Goal - Put every line of the rows below into a JSON list of strings, with one string for each line and blank lines omitted.

[Excerpts from segmentation records]

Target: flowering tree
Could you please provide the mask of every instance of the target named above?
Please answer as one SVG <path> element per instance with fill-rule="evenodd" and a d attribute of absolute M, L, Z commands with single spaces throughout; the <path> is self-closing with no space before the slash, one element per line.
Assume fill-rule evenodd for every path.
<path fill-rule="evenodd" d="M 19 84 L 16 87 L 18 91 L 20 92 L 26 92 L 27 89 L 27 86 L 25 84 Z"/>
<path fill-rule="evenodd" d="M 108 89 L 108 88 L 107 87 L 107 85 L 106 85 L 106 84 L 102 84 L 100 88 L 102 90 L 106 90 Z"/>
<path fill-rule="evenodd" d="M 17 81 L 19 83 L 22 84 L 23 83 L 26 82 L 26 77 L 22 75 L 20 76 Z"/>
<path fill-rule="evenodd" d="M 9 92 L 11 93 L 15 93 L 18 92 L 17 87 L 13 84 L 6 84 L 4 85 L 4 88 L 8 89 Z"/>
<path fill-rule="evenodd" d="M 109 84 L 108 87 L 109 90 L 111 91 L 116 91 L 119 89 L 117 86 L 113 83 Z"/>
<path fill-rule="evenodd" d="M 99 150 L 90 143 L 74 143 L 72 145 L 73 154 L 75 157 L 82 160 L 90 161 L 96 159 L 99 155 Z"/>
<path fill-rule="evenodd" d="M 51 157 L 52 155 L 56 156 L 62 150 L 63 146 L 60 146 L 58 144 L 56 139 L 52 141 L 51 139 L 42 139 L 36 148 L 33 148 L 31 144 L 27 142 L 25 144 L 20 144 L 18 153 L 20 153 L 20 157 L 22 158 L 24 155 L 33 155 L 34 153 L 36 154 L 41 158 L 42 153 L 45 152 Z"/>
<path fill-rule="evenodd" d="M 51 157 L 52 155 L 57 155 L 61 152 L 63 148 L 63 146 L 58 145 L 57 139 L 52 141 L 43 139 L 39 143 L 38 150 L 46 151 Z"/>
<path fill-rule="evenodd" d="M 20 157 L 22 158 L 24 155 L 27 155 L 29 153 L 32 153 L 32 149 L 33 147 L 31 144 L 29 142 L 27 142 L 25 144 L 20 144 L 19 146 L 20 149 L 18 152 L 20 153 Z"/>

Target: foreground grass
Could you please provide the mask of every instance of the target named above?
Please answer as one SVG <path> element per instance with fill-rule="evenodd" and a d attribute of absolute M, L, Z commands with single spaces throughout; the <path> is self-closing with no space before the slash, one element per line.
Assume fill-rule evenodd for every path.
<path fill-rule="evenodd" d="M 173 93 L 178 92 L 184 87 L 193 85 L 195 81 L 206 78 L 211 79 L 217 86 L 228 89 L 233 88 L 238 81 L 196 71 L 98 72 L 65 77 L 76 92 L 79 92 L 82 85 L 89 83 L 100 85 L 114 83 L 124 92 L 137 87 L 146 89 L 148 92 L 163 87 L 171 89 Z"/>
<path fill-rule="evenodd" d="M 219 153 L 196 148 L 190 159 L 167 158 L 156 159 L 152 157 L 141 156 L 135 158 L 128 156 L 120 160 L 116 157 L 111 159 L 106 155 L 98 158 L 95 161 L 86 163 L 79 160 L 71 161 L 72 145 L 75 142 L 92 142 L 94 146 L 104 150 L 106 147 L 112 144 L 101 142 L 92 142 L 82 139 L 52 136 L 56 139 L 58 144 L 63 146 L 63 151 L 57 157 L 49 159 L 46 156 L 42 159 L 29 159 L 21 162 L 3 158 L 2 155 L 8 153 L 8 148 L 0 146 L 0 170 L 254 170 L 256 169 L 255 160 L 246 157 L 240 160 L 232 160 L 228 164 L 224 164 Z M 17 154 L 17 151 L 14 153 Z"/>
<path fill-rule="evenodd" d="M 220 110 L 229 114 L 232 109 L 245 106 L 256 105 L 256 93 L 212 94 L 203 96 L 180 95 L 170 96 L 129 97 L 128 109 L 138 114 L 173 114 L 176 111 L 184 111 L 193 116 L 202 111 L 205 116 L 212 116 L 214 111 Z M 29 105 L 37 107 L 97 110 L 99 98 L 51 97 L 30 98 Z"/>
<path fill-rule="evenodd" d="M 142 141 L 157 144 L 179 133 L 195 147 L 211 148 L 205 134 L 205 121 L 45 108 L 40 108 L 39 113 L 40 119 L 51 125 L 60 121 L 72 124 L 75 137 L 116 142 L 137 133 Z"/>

Exercise answer -
[
  "Target: flowering tree",
  "Could you please provide the mask of every instance of the target named above?",
  "Please answer as one SVG <path> element per instance with fill-rule=\"evenodd\" and a d attribute of absolute M, L, Z commands with single spaces throughout; the <path> is self-closing with no space before the slash, one element per line.",
  "Assume fill-rule evenodd for every path.",
  "<path fill-rule=\"evenodd\" d=\"M 19 84 L 16 87 L 18 91 L 20 92 L 26 92 L 27 89 L 27 86 L 25 84 Z\"/>",
  "<path fill-rule=\"evenodd\" d=\"M 108 89 L 108 88 L 107 87 L 107 85 L 106 85 L 106 84 L 102 84 L 100 88 L 102 90 L 106 90 Z\"/>",
  "<path fill-rule=\"evenodd\" d=\"M 17 81 L 19 83 L 22 84 L 23 83 L 26 82 L 26 77 L 22 75 L 20 76 Z\"/>",
  "<path fill-rule=\"evenodd\" d=\"M 9 92 L 11 93 L 15 93 L 18 92 L 17 87 L 13 84 L 6 84 L 4 85 L 4 88 L 8 89 Z\"/>",
  "<path fill-rule=\"evenodd\" d=\"M 109 84 L 108 87 L 109 90 L 111 91 L 116 91 L 119 89 L 117 86 L 113 83 Z\"/>",
  "<path fill-rule=\"evenodd\" d=\"M 99 150 L 90 143 L 74 143 L 72 145 L 73 154 L 75 157 L 82 160 L 90 161 L 96 159 L 99 155 Z\"/>",
  "<path fill-rule=\"evenodd\" d=\"M 51 157 L 52 155 L 56 156 L 62 150 L 63 146 L 60 146 L 58 144 L 56 139 L 52 141 L 51 139 L 42 139 L 36 148 L 33 148 L 31 144 L 27 142 L 25 144 L 20 144 L 18 153 L 20 153 L 20 157 L 22 158 L 24 155 L 33 155 L 34 153 L 36 154 L 41 158 L 42 153 L 45 152 Z\"/>",
  "<path fill-rule=\"evenodd\" d=\"M 51 157 L 52 155 L 57 155 L 61 152 L 63 148 L 63 146 L 58 145 L 57 139 L 52 141 L 43 139 L 39 143 L 38 150 L 46 151 Z\"/>",
  "<path fill-rule=\"evenodd\" d=\"M 20 157 L 22 158 L 24 155 L 27 155 L 29 153 L 32 153 L 32 149 L 33 147 L 31 144 L 29 142 L 27 142 L 25 144 L 20 144 L 19 146 L 20 149 L 18 152 L 20 153 Z\"/>",
  "Target: foreground grass",
  "Could you please provide the mask of every instance of the target named above?",
  "Please answer as one SVG <path> element per instance with fill-rule=\"evenodd\" and a d attribute of absolute M, L, Z commands with single spaces throughout; the <path> is self-closing with no space before the slash, one element per line.",
  "Assume fill-rule evenodd for every path.",
  "<path fill-rule=\"evenodd\" d=\"M 173 93 L 178 92 L 184 87 L 193 85 L 195 81 L 206 78 L 211 79 L 217 86 L 228 89 L 233 88 L 238 81 L 196 71 L 98 72 L 65 77 L 76 92 L 79 92 L 82 85 L 89 83 L 100 85 L 114 83 L 124 92 L 137 87 L 146 89 L 148 92 L 163 87 L 171 89 Z\"/>",
  "<path fill-rule=\"evenodd\" d=\"M 219 153 L 196 148 L 190 159 L 167 158 L 156 159 L 152 157 L 141 156 L 135 158 L 128 156 L 120 160 L 116 157 L 111 159 L 106 155 L 98 158 L 95 161 L 86 163 L 79 160 L 71 161 L 72 145 L 75 142 L 92 142 L 94 146 L 104 150 L 106 147 L 112 144 L 101 142 L 92 142 L 82 139 L 52 136 L 56 139 L 58 144 L 63 146 L 63 151 L 57 157 L 49 159 L 46 156 L 42 159 L 29 159 L 21 162 L 3 158 L 2 155 L 8 153 L 8 148 L 0 146 L 0 170 L 254 170 L 256 169 L 255 160 L 246 157 L 240 160 L 232 160 L 228 164 L 224 164 Z M 17 154 L 17 151 L 14 153 Z\"/>",
  "<path fill-rule=\"evenodd\" d=\"M 220 110 L 229 114 L 232 109 L 245 106 L 256 105 L 256 93 L 212 94 L 203 96 L 180 95 L 170 96 L 129 97 L 128 109 L 138 114 L 173 114 L 176 111 L 184 111 L 193 116 L 202 111 L 205 116 L 212 116 L 214 111 Z M 29 105 L 37 107 L 97 110 L 99 98 L 51 97 L 30 98 Z\"/>",
  "<path fill-rule=\"evenodd\" d=\"M 142 141 L 157 144 L 179 133 L 195 147 L 211 148 L 205 134 L 205 121 L 45 108 L 40 108 L 39 113 L 40 119 L 51 125 L 60 121 L 72 124 L 75 137 L 116 142 L 137 133 Z\"/>"
]